INFORMATION SHOWN »
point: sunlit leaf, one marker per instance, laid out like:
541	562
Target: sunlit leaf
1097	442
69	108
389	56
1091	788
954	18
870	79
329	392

REQUIRED WORK » Copy every one of the entries above line for line, changing nothing.

SOLUTION TO THE PROBLEM »
point: sunlit leaf, one marker per instance, laid out like:
541	562
Target: sunlit leaf
1097	442
69	108
389	56
1091	788
954	18
870	79
329	392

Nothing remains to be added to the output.